Write out all the data again, exactly as shown.

*** PROVIDED INFORMATION ***

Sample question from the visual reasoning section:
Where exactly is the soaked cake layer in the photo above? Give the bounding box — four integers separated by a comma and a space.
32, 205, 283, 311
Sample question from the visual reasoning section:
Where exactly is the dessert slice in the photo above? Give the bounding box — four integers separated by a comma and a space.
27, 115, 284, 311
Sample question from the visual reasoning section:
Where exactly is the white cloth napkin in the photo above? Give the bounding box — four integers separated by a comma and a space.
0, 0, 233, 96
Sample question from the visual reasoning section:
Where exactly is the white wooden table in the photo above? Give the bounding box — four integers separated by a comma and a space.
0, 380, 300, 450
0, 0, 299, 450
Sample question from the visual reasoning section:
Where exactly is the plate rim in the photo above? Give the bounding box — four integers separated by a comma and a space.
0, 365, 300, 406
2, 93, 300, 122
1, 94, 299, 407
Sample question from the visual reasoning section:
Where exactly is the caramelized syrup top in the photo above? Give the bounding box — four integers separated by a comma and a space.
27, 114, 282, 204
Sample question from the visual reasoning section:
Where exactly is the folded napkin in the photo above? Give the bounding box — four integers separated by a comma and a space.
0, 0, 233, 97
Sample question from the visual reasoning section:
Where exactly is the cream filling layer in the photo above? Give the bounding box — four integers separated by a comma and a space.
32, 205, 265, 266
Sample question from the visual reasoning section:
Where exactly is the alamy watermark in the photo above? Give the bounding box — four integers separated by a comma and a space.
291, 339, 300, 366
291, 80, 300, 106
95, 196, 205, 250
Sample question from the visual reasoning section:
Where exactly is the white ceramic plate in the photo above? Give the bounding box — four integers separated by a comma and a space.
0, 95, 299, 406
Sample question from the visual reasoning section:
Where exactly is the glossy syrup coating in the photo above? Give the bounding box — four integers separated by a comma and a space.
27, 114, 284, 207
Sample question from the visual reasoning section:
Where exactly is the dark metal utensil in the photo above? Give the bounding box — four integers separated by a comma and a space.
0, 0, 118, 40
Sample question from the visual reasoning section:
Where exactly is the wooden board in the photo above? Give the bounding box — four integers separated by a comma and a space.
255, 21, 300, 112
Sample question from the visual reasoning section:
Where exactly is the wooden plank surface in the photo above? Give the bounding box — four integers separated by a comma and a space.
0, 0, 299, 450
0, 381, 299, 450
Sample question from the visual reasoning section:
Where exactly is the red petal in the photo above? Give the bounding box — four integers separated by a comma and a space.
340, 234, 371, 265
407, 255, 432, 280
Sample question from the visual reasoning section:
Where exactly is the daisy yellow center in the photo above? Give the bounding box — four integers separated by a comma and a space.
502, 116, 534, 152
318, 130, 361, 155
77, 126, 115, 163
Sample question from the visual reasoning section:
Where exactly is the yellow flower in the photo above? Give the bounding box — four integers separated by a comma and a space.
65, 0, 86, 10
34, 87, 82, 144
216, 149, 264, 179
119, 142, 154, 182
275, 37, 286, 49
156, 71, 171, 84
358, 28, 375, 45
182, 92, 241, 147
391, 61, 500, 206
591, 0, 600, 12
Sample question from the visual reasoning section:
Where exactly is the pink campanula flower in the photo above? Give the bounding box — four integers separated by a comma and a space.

*** End of PROVIDED INFORMATION ***

#### [ANSWER SECTION]
Sample question from the visual reasoning section:
Where exactly is the soaked cake layer in the photo above? Give the bounding box — four integers separated by a comma and a space.
32, 205, 283, 311
Sample question from the visual reasoning section:
Where exactly is the dessert slice in the photo above? Give the bounding box — four integers separated by a comma and a space.
27, 115, 284, 311
Sample question from the visual reasoning section:
Where exactly is the white cloth napkin in the photo above? Give the bounding box — four integers separated by a comma and a space.
0, 0, 233, 96
Sample question from the visual reasoning section:
Where exactly is the white wooden table in the photo above? Give the bounding box — four integers separated by a comma and a space.
0, 380, 300, 450
0, 0, 299, 450
Sample question from the visual reasoning section:
Where exactly is the plate rim in the photo above? Give the bounding box — four integers separated by a comma and a space.
0, 365, 300, 406
2, 93, 300, 122
1, 94, 299, 407
Sample question from the visual reasoning section:
Where exactly is the caramelized syrup top in the photo above? Give the bounding box — four integers separated by a comma and a space.
27, 114, 282, 204
Sample question from the visual reasoning section:
Where exactly is the folded napkin in the photo above? Give the bounding box — four integers separated by a comma and a space.
0, 0, 233, 97
Sample question from the visual reasoning section:
Where exactly is the cream filling layer in the photo above? Give the bounding box — four integers separated by a comma and a space.
32, 205, 265, 266
Sample question from the visual reasoning section:
Where exactly is the alamy watermark in the photo above? Give the bounding box — four integers separated by a comma and a space.
291, 339, 300, 366
291, 80, 300, 106
95, 196, 205, 250
Sample question from the visual reasoning section:
Where exactly is the white ceramic plate in the photo above? Give the bounding box — four integers separated by a comma and a space.
0, 95, 299, 406
Sample question from the visual reasoning section:
Where exactly is the glossy syrup coating in the photo above? Give the bounding box — four integers separated by a comma and a space.
27, 114, 284, 207
Sample question from the visual reasoning section:
Where exactly is the dark metal utensil in the photo above? Give the bounding box — four integers separated by a comma and a space.
0, 0, 118, 40
Sample question from the visual reasoning section:
Where exactly is the wooden board in the photo above? Give the bounding box — four integers separated by a comma and a space.
255, 21, 300, 112
Sample question from the visual reasoning section:
Where exactly is the wooden plank surface in the photo above? Give the bounding box — four integers separated by a comma and a space.
0, 0, 299, 450
0, 381, 299, 450
Sample question from the visual reasoning section:
Where exactly is the red petal in the photo above? Give the bounding box — four integers separated by a comma and a space.
340, 234, 371, 265
407, 255, 432, 280
Sample question from the visual reasoning section:
Where exactly is the daisy yellow center in the photo above? Give the bounding box — four integers separated by a comma and a space.
502, 116, 534, 152
318, 130, 361, 155
77, 126, 115, 163
Sample question from the visual reasoning section:
Where exactly is the yellow flower in the photo above? Give the bounding box — four integers separated by a comma and a space.
65, 0, 86, 10
34, 87, 82, 144
216, 149, 264, 179
119, 142, 154, 182
275, 37, 286, 49
156, 71, 171, 84
358, 28, 375, 45
182, 92, 241, 147
391, 61, 500, 206
591, 0, 600, 12
Sample question from the visual reasoning section:
Where exactly is the pink campanula flower in the photo above? Give the bounding box — four integers separated by a comma and a space.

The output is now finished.